● Textauszug
□ □ □ □ □ □ □
Casuistik 8

Der Fall

Ein 18 Jahre altes Mädchen wird in die Notaufnahme gebracht, nachdem sie während einer Rucksackwanderung vor 2 Tagen synkopal geworden war.

Sie berichtete, daß sie mit ihrem Freund einen anstrengenden hügeligen Weg hinauf gegangen sei. Das nächste, woran sie sich erinnert war, daß sie auf dem Pfad liegend wieder wach geworden sei. Niemand hatte ihren Zusammenbruch beobachtet und sie kann sich nicht daran erinnern, vor diesem Ereignis Brustschmerzen, Atemnot, Herzklopfen oder Schwindel verspürt zu haben. Sie habe sich nicht auf die Zunge gebissen, sich nicht eingenäßt, sei allerdings kurz benommen gewesen. Nach einer kurzen Ruhepause habe sie ihre Wanderung ohne Probleme fortsetzen können und kommt nun in die Ambulanz, um sich untersuchen zu lassen und um etwas Ernsthaftes auszuschließen.
□ □ □ □ □ □ □
● Zum Bearbeiten
• 1. Beantworten Sie zum Fallbericht kurz diese Fragen:
(a) Wie alt ist die Patientin?
(b) Vor wie vielen Tagen ist sie während der Rucksackwanderung synkopal geworden?
(c) Was konnte sie nach einer kurzen Ruhepause tun?
• 2. Schreiben Sie den Fallbericht nach seinem letzten Satz weiter.
Die Einträge sind eigenes Material und gehören nicht zum Fallbericht.
□ □ □ □ □ □ □
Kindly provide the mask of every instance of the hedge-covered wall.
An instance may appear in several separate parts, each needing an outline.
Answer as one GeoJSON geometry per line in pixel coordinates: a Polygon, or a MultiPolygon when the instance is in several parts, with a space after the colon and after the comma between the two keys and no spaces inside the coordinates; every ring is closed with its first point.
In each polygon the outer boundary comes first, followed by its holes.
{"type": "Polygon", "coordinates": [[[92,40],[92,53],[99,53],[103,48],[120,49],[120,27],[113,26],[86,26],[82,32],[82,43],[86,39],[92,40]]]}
□ □ □ □ □ □ □
● Lösungen
• 1.
(a) 18 Jahre
(b) Vor 2 Tagen
(c) Sie konnte ihre Wanderung ohne Probleme fortsetzen.

• 2.
Sie hat keinerlei Vorerkrankungen, berichtet aber über ein ähnliches Ereignis vor einigen Jahren, das aufgetreten war, als sie sich schrecklich über ihren Vater aufgeregt habe. Auch erinnert sie sich daran, daß ihr jüngerer Bruder über die letzten Jahre ähnliche Synkopen erlitten habe.

Zum Zeitpunkt der Vorstellung fühlt sie sich nicht krank. Sie ist fieberfrei und kann in der Anamnese keine Brustschmerzen, Luftnot oder Herzklopfen angeben. Sie würde normal und ohne Diät essen, keine Medikamente oder „bewußtseinsverändernde“ Drogen einnehmen.

Bei der körperlichen Untersuchung hat sie eine Herzfrequenz von 65/min und einen Blutdruck von 110/73 mm Hg. Sie ist körperlich normal entwickelt und wirkt nicht krank.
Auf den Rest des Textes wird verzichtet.